• **WORK INSTRUCTION**
Repeat the whole listing exactly.

• **RECORDS FOR PROCESSING**
◆ ◆ ◆ ◆ ◆ ◆ ◆

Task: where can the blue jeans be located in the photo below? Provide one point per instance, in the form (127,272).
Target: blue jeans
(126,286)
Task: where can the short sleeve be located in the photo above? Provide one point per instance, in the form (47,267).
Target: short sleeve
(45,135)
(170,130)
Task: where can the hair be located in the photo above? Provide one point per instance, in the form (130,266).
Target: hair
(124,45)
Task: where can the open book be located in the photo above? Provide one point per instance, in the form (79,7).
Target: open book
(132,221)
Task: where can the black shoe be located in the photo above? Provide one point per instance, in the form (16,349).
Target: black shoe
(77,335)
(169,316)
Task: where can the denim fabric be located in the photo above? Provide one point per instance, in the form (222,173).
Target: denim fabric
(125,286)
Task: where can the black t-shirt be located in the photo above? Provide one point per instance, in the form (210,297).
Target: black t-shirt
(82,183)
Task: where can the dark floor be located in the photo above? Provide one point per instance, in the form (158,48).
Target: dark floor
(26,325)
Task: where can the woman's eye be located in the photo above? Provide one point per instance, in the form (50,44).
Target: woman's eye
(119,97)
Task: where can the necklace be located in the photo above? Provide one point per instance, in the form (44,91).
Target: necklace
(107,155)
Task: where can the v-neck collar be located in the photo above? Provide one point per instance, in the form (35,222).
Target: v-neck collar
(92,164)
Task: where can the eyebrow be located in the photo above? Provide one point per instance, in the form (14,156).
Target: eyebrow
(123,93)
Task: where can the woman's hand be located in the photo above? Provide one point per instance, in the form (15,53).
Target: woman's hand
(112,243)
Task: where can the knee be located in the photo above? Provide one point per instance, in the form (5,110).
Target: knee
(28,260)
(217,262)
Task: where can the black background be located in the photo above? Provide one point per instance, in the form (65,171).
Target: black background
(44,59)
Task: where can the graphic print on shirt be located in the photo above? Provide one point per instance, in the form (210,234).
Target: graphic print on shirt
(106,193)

◆ ◆ ◆ ◆ ◆ ◆ ◆

• **ANSWER SECTION**
Task: where can the blue jeans be located in the photo below? Provide one point per instance, in the form (127,272).
Target: blue jeans
(126,286)
Task: where can the short sleeve be located in the photo above? Provide one point per instance, in the form (47,267).
Target: short sleeve
(45,135)
(170,130)
Task: where can the hair be located in the photo above? Provide one point per instance, in the form (130,266).
Target: hair
(124,45)
Task: where can the open book be located in the photo above? Provide one point per instance, in the form (79,7).
Target: open book
(132,221)
Task: where can the black shoe be located in the photo above? Provide one point per instance, in the form (16,349).
Target: black shoe
(77,335)
(169,316)
Task: where can the denim fabric be located in the photo above? Provide one point per instance, in the form (222,173).
Target: denim fabric
(125,286)
Task: where can the black t-shirt be located in the photo above? Provide one point per instance, in the form (210,297).
Target: black t-shirt
(82,183)
Task: where can the dark floor be located in the photo above? Provide one point per instance, in the form (158,48).
Target: dark floor
(26,325)
Task: where can the woman's eye be located in the photo above? Provide one point per instance, in the form (50,44).
Target: woman's eye
(119,97)
Task: where can the necklace be located in the photo above? Provide one point per instance, in the form (44,91).
Target: necklace
(107,155)
Task: where can the v-neck collar be located in the photo above? Provide one point per instance, in the form (35,222).
Target: v-neck collar
(92,164)
Task: where can the eyebrow be located in the photo above? Provide one point per instance, in the form (14,156).
Target: eyebrow
(123,93)
Task: where can the woman's hand be located in the photo above? Provide one point per instance, in the form (15,53).
Target: woman's hand
(112,243)
Task: where can the knee be located in the photo above? Provide one point per instance, in the form (5,110).
Target: knee
(28,260)
(217,262)
Task: where can the black background be located in the photo above? Provide one point per instance, in the form (65,171).
Target: black background
(44,59)
Task: where can the graphic print on shirt be located in the photo above? Provide one point per instance, in the form (210,234).
Target: graphic print on shirt
(106,193)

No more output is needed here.